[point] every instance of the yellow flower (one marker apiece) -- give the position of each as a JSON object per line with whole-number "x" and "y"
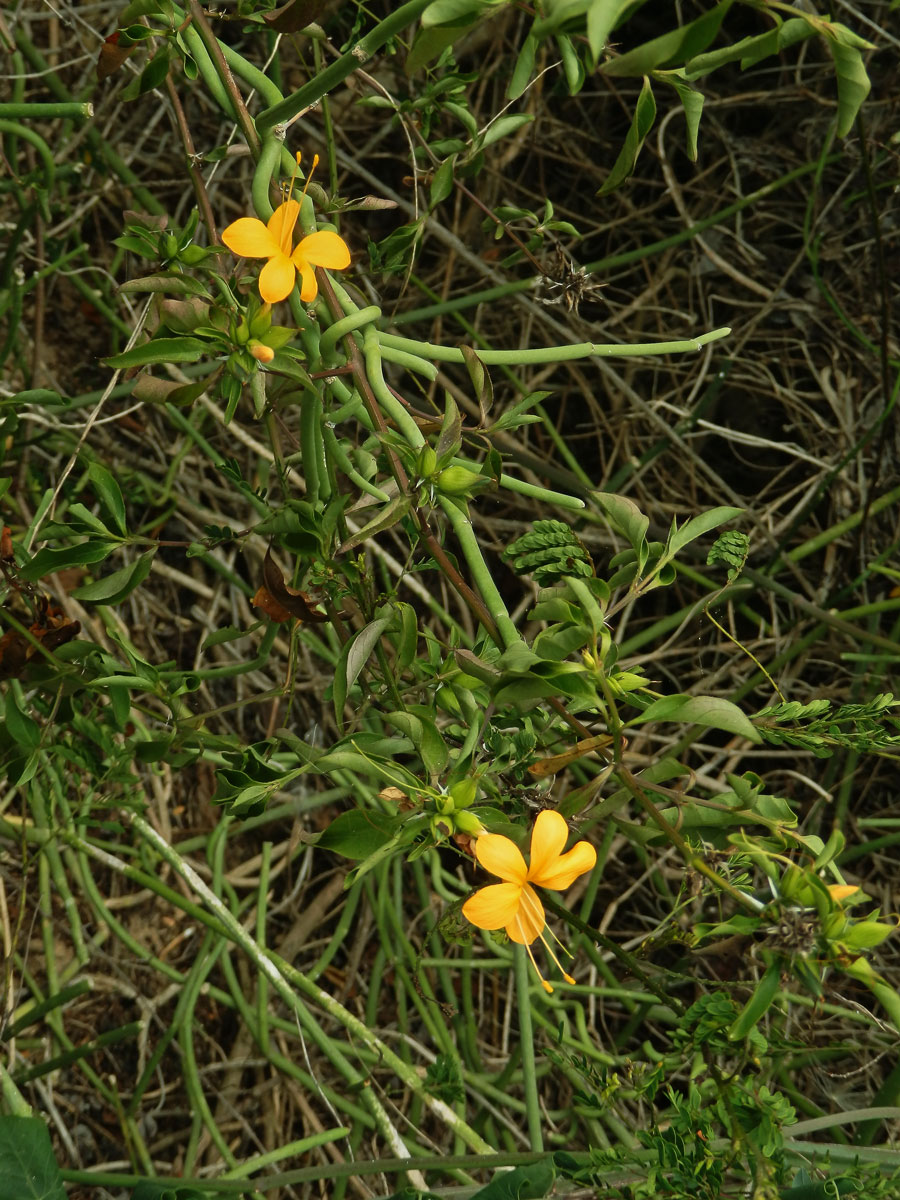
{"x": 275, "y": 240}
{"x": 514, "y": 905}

· · · · · · ·

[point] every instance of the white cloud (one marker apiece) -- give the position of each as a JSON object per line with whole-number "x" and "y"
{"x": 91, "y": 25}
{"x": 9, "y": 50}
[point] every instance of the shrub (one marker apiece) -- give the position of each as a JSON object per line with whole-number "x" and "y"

· · · · · · ·

Exercise prompt:
Please count the lines of the data above that contain the string "white", treating case as significant, and give only that number.

Solution to the problem:
1